:: Data
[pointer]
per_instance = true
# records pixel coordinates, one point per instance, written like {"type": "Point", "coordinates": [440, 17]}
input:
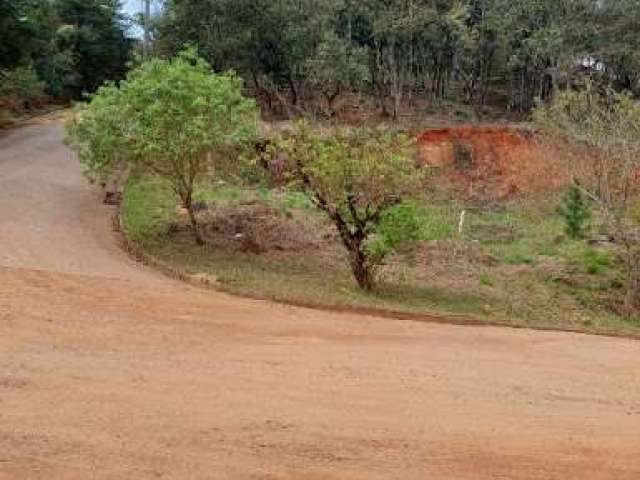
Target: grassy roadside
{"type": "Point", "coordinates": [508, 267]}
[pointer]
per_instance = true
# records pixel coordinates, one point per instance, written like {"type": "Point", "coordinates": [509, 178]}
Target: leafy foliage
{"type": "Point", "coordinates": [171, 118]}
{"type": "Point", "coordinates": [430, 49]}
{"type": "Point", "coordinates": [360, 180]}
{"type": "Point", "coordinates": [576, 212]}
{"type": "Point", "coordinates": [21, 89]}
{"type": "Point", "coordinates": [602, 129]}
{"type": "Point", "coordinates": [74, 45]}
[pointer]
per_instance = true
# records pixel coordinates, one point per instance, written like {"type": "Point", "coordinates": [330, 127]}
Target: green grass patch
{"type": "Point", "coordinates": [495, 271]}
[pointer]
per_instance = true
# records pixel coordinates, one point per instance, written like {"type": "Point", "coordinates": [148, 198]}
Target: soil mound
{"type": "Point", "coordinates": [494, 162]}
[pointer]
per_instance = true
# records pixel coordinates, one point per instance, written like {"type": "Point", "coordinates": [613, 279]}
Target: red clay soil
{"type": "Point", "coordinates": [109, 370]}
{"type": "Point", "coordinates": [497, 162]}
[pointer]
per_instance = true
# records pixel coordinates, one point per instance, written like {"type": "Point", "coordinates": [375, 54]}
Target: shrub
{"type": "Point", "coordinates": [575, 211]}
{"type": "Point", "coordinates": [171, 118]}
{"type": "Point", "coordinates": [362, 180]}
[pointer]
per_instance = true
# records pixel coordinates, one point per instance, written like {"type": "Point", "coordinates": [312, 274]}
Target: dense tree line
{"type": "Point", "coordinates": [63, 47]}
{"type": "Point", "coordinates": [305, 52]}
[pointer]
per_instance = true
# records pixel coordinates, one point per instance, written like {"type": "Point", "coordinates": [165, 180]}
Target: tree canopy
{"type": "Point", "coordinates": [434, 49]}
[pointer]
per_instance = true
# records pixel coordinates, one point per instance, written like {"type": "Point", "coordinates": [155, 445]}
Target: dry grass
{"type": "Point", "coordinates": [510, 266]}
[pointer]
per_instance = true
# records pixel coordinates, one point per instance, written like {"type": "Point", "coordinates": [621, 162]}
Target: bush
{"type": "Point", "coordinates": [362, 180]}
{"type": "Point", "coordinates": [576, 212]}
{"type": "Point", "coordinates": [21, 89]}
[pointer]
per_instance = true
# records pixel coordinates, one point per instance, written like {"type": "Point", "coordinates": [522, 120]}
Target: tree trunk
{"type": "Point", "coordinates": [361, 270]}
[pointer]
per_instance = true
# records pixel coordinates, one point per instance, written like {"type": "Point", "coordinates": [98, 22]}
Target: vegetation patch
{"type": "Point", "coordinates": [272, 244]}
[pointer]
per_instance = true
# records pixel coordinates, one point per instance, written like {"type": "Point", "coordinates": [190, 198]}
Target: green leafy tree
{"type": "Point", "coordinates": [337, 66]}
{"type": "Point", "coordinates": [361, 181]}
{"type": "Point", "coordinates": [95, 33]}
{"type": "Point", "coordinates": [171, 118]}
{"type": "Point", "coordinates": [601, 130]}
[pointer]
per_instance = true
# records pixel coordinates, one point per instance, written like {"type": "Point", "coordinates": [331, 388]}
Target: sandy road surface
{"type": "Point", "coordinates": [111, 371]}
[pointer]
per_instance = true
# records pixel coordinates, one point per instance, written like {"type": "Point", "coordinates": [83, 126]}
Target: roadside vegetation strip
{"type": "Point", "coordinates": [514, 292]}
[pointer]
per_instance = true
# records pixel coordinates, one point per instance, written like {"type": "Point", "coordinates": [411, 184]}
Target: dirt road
::::
Activity> Return the records exactly as they stand, and drop every picture.

Exercise output>
[pointer]
per_instance = true
# records pixel coordinates, one point per instance, written like {"type": "Point", "coordinates": [440, 17]}
input:
Target: grassy roadside
{"type": "Point", "coordinates": [508, 267]}
[pointer]
per_instance = true
# records pixel coordinates, one point per instance, written like {"type": "Point", "coordinates": [509, 178]}
Target: leafy foliage
{"type": "Point", "coordinates": [171, 118]}
{"type": "Point", "coordinates": [430, 49]}
{"type": "Point", "coordinates": [360, 180]}
{"type": "Point", "coordinates": [576, 212]}
{"type": "Point", "coordinates": [21, 89]}
{"type": "Point", "coordinates": [602, 129]}
{"type": "Point", "coordinates": [74, 45]}
[pointer]
per_instance = true
# records pixel coordinates, one point per instance, written like {"type": "Point", "coordinates": [330, 127]}
Target: green grass patch
{"type": "Point", "coordinates": [495, 271]}
[pointer]
per_instance = true
# records pixel coordinates, one point per instance, written like {"type": "Point", "coordinates": [148, 198]}
Target: soil mound
{"type": "Point", "coordinates": [494, 162]}
[pointer]
per_instance = true
# records pixel coordinates, one point per instance, written like {"type": "Point", "coordinates": [613, 279]}
Target: red clay soil
{"type": "Point", "coordinates": [109, 370]}
{"type": "Point", "coordinates": [497, 162]}
[pointer]
per_instance = true
# records pixel coordinates, one point per instance, written like {"type": "Point", "coordinates": [375, 54]}
Target: shrub
{"type": "Point", "coordinates": [575, 211]}
{"type": "Point", "coordinates": [171, 118]}
{"type": "Point", "coordinates": [362, 180]}
[pointer]
per_instance = true
# records pixel coordinates, one point per instance, written like {"type": "Point", "coordinates": [312, 274]}
Target: dense tree line
{"type": "Point", "coordinates": [63, 47]}
{"type": "Point", "coordinates": [305, 52]}
[pointer]
per_instance = true
# records pixel coordinates, one point per instance, written like {"type": "Point", "coordinates": [165, 180]}
Target: tree canopy
{"type": "Point", "coordinates": [434, 49]}
[pointer]
per_instance = true
# records pixel coordinates, one point per instance, written like {"type": "Point", "coordinates": [155, 445]}
Target: dry grass
{"type": "Point", "coordinates": [510, 266]}
[pointer]
per_instance = true
# records pixel coordinates, one point per instance, written like {"type": "Point", "coordinates": [621, 162]}
Target: bush
{"type": "Point", "coordinates": [362, 180]}
{"type": "Point", "coordinates": [576, 212]}
{"type": "Point", "coordinates": [21, 89]}
[pointer]
per_instance = true
# records pixel coordinates, one point per instance, written like {"type": "Point", "coordinates": [522, 120]}
Target: tree trunk
{"type": "Point", "coordinates": [361, 270]}
[pointer]
per_instance = true
# records pixel coordinates, one point per instance, written like {"type": "Point", "coordinates": [98, 22]}
Target: vegetation patch
{"type": "Point", "coordinates": [272, 244]}
[pointer]
per_instance = true
# records pixel coordinates, one point per instance, written like {"type": "Point", "coordinates": [190, 198]}
Target: green leafy tree
{"type": "Point", "coordinates": [337, 66]}
{"type": "Point", "coordinates": [361, 181]}
{"type": "Point", "coordinates": [95, 33]}
{"type": "Point", "coordinates": [171, 118]}
{"type": "Point", "coordinates": [601, 130]}
[pointer]
per_instance = true
# records pixel coordinates, one point per instance, written like {"type": "Point", "coordinates": [331, 388]}
Target: sandy road surface
{"type": "Point", "coordinates": [111, 371]}
[pointer]
per_instance = true
# records pixel coordinates, one point per instance, written like {"type": "Point", "coordinates": [83, 126]}
Target: roadside vegetation strip
{"type": "Point", "coordinates": [514, 292]}
[pointer]
per_instance = true
# records pixel coordinates, one point per instance, written like {"type": "Point", "coordinates": [411, 184]}
Target: dirt road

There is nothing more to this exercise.